- _DA SVOLGERE_:
1: Ricopia dalla voce su Niccolò di Giovanni Fiorentino il brano che comincia con "NICCOLO di Giovanni" e prosegue fino a "1999, p. 752).".
2: Rispondi a queste domande in base alla voce su Niccolò di Giovanni Fiorentino:
(a) Intorno a quale anno nacque Niccolò?
(b) Con quale nome il testamento veneziano del 1462 indica il suo luogo di provenienza?
(c) A chi è attribuito il disegno con Cristo benedicente tra due angeli conservato nel Kupferstichkabinett di Berlino?
3: Prosegui la voce su Niccolò di Giovanni Fiorentino a partire dal punto in cui si interrompe.

- _ESTRATTO DELLA PAGINA_:
════════════════════
NICCOLÒ di Giovanni Fiorentino

Dizionario Biografico degli Italiani - Volume 78 (2013)

NICCOLO di Giovanni Fiorentino

Josko Belamaric
Anne Markham Schulz

NICCOLÒ di Giovanni Fiorentino. – Nacque nel 1418 circa, come si evince dalla dichiarazione alle decime (Markham Schulz, 1999, p. 752).

In documenti dalmati è menzionato come Niccolò «fiorentino», notizia che dichiara la sua provenienza da Firenze o dai suoi dintorni. È possibile, ma non certo, riferirgli un documento d’immatricolazione all’arte dei maestri di pietra e legname di Firenze datato 24 aprile 1445, riguardante un certo Niccolò di Giovanni dei paraggi di Pontassieve (Markham Schulz, 1996, p. 146). Il testamento veneziano del 1462 definisce «Tigula» il luogo di provenienza di Niccolò. Probabilmente si tratta di Tegolaia, località ora nota come Grassina, situata alla periferia di Firenze, dove un «Niccolò di Giovanni di Lorenzo», di 42 anni, nel dicembre 1460 doveva una piccola somma di denaro in tasse. Sebbene registrato come abitante, Niccolò non sembra avervi vissuto a lungo, se non mai (Markham Schulz, 1999; 2004, pp. 112-115).

Lo stile e l’iconografia dei primi lavori di Niccolò attestano la familiarità con la scultura di Donatello padovano e della sua cerchia (1443-54), così come con la produzione giovanile di Andrea Mantegna: prima di stabilirsi a Venezia, Niccolò probabilmente assistette Donatello nella realizzazione dell’altare maggiore in S. Antonio a Padova (Markham Schulz, 1978, pp. 16, 20, 29; la scomparsa di diversi registri relativi all’Arca del Santo, riguardanti gli anni cruciali dell’intervento di Donatello, preclude la conferma documentaria della collaborazione di Niccolò; il Niccolò d’Antonio Coccari nominato nei quaderni superstiti è ovviamente un’altra persona).

Relativamente al soggiorno padovano di Niccolò, si è posta l’attenzione sulla ricomparsa, nella tomba del doge Francesco Foscari, dei medesimi panneggi caratterizzanti la Madonna col Bambino in S. Gaetano a Padova, attribuibile a Donatello e bottega, così come della composizione e dell’iconografia del disegno raffigurante Cristo benedicente tra due angeli nel Kupferstichkabinett di Berlino, attribuito a Niccolò Pizzolo (Markham Schulz, 2004, pp. 116-120).
════════════════════
- _Dati archiviati_:
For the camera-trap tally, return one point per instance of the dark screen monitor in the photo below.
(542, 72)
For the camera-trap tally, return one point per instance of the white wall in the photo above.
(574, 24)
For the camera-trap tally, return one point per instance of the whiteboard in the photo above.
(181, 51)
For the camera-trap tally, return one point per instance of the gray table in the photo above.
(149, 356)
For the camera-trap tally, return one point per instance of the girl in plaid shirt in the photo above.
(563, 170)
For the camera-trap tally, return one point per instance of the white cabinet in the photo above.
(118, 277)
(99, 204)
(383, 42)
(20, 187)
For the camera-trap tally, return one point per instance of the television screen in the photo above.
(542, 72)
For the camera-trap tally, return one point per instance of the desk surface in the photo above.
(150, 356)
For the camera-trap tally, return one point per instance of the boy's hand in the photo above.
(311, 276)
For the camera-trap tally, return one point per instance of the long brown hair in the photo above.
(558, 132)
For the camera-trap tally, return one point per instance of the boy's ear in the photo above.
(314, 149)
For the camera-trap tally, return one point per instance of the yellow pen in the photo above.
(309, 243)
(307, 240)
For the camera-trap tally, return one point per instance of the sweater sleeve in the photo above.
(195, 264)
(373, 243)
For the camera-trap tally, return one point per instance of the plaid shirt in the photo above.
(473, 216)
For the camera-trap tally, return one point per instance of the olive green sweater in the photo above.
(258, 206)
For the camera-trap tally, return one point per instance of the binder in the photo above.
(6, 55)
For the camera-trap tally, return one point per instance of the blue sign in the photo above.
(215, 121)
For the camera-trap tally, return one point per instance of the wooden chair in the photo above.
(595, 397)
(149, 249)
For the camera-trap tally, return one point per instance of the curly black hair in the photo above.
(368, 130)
════════════════════
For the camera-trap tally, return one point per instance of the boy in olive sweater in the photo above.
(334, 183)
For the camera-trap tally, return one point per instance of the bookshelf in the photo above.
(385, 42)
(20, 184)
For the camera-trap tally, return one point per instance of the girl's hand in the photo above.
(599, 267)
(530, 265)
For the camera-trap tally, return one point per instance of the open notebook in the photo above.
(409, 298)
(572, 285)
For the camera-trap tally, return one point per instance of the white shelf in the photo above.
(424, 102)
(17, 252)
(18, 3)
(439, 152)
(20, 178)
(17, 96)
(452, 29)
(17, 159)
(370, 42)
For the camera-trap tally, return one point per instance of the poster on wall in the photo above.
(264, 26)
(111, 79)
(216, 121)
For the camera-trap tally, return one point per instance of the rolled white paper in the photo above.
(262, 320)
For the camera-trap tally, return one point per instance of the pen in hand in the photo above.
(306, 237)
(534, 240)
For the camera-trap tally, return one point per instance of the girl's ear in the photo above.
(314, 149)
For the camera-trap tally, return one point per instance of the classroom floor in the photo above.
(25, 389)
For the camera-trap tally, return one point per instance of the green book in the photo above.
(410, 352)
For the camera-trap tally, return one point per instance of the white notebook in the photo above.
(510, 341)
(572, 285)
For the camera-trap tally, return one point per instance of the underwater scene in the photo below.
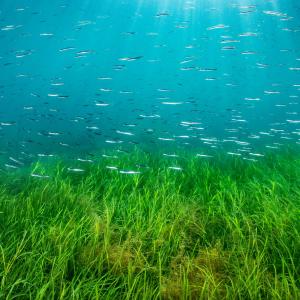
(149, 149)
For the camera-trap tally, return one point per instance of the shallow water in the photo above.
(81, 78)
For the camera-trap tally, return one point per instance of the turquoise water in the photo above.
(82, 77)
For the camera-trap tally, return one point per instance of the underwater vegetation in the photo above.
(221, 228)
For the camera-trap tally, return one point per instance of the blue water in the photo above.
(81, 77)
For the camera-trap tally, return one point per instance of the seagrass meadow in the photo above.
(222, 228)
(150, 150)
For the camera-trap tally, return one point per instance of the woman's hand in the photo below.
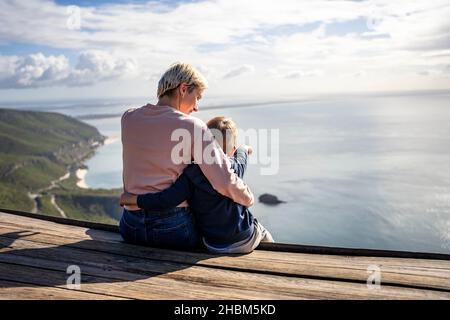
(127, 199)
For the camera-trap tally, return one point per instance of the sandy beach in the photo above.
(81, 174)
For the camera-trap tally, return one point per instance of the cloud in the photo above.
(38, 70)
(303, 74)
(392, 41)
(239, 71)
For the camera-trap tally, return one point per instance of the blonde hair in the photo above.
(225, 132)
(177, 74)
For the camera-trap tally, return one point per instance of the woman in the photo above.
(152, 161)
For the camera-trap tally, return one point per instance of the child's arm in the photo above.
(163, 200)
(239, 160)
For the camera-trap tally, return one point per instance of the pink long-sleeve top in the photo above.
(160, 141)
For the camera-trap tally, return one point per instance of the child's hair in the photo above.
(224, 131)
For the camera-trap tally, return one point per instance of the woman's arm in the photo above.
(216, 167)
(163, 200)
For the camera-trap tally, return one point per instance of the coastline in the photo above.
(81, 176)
════════════════════
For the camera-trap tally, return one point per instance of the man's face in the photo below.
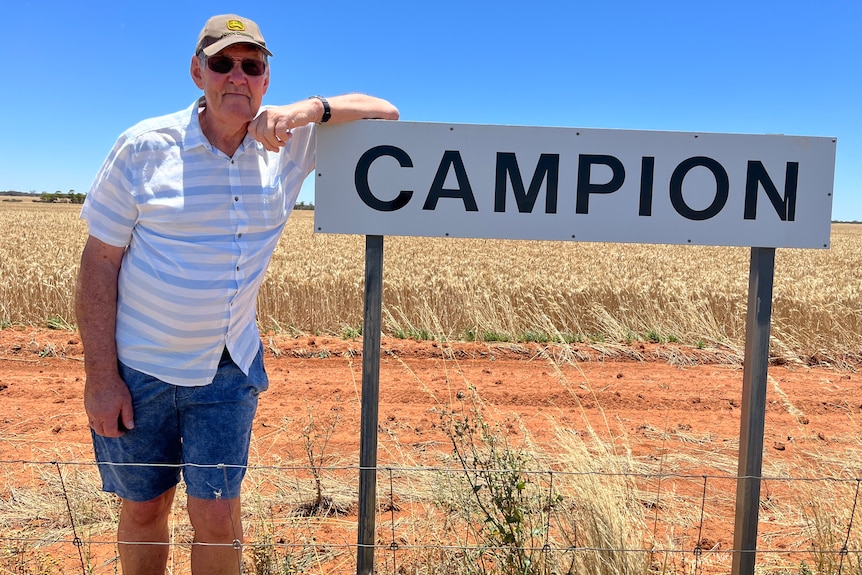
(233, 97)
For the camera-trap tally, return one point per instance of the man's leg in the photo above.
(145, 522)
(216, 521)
════════════════════
- _RISPOSTE_:
1:
NICCOLO di Giovanni Fiorentino

Josko Belamaric
Anne Markham Schulz

NICCOLÒ di Giovanni Fiorentino. – Nacque nel 1418 circa, come si evince dalla dichiarazione alle decime (Markham Schulz, 1999, p. 752).

2:
(a) Intorno al 1418.
(b) «Tigula».
(c) A Niccolò Pizzolo.

3:
Il 10 luglio 1462 Niccolò, gravemente ammalato, fece testamento (Markham Schulz, 1999). È un fatto singolare che entrambi i suoi testimoni, Niccolò Morosini e Bartolomeo Donato, fossero nobili. Come esecutori, Niccolò nominò un terzo nobile veneziano, il senatore e poi conte di Traù Alvise Lando, e Francesco Trevisan, priore del grande monastero certosino di S. Andrea del Lido, non in veste ecclesiastica ma come amico.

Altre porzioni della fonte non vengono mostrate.